■ Excerpts from location labeling data ■
>>>>
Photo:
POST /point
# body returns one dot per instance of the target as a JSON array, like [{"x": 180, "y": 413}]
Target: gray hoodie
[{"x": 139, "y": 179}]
<<<<
■ Brief ■
Copy out the items above word for word, keeping every line unchanged.

■ Completed task ■
Photo:
POST /point
# body returns one dot per instance of the target as a JSON array, like [{"x": 180, "y": 413}]
Target: gray hoodie
[{"x": 139, "y": 179}]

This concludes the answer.